Exercise inputs ->
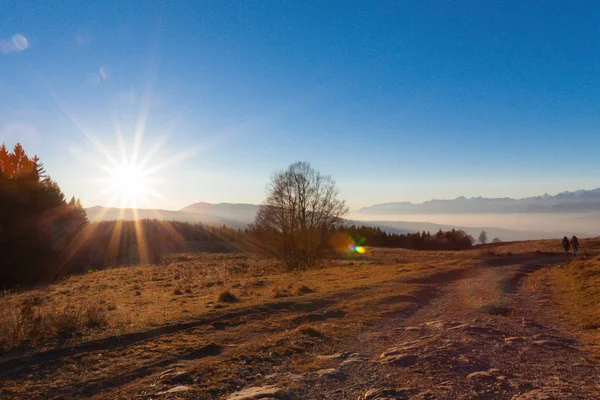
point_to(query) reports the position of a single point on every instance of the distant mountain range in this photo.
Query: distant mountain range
(580, 201)
(240, 215)
(99, 213)
(235, 211)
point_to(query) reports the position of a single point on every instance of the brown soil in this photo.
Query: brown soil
(481, 324)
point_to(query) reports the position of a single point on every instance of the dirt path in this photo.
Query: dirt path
(469, 333)
(480, 339)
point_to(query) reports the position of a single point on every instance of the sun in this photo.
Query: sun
(130, 184)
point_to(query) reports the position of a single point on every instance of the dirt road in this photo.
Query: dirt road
(485, 336)
(479, 332)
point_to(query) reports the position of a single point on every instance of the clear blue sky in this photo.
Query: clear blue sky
(398, 100)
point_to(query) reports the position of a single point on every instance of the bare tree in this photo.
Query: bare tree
(301, 210)
(483, 237)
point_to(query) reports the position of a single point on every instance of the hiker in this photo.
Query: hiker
(566, 244)
(575, 244)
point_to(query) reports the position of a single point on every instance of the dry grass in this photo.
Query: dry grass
(32, 325)
(139, 298)
(320, 309)
(310, 330)
(301, 290)
(577, 286)
(227, 297)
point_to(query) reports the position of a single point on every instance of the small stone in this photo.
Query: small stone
(480, 375)
(384, 394)
(181, 377)
(176, 389)
(336, 356)
(401, 360)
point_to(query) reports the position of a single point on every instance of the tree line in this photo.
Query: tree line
(43, 236)
(37, 223)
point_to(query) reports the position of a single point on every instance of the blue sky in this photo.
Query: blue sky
(399, 100)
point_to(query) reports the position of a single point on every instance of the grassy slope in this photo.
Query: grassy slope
(135, 299)
(577, 286)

The task -> Reproduce every one of the records above word for word, omitting the pictures.

Final result ->
point_to(query) reports the position of a single point on every instance of the distant mountain range in this photo.
Query: distant mountain range
(580, 201)
(240, 215)
(99, 213)
(235, 211)
point_to(query) reports the position of a single point on every instance of the brown soil in this photo.
Query: brown soil
(481, 324)
point_to(query) reports the position of a single point on every instance of the dirt path in this photo.
Query: dirt path
(469, 333)
(480, 339)
point_to(query) reports the position of a single point on every instance of the sun in this photo.
Query: sun
(130, 184)
point_to(query) reports the position of a single point on every instance of the dirt road in this photo.
Query: dirt road
(485, 336)
(479, 332)
point_to(query) reports the position of a single point on every instance of the clear blue sky in this photo.
Query: clear blue sky
(398, 100)
point_to(query) reports the position of a single point on every instance of the bare tree in this photo.
Query: bare tree
(301, 210)
(483, 237)
point_to(query) reports the position of a single point on every instance of the hiker in this photo.
Query: hiker
(566, 244)
(575, 244)
point_to(query) reports the position of a single point on every instance of the dry grass in this photo.
Query: dry grass
(32, 325)
(139, 298)
(320, 309)
(310, 330)
(301, 290)
(577, 286)
(227, 297)
point_to(query) reports the position of a single point on every instance of the small stone in this photo.
Query: small stone
(480, 375)
(384, 394)
(181, 377)
(176, 389)
(336, 356)
(401, 360)
point_to(query) reports the position of a single point on every instance of the tree line in this photo.
Query: tree line
(43, 236)
(37, 223)
point_to(query) reports the position of a single point on every instance of the blue sky in this photo.
Query: blue sky
(399, 100)
point_to(query) reports the position of a single point on every instance of the grassy slope in this photo.
Query: grassy slope
(135, 299)
(577, 286)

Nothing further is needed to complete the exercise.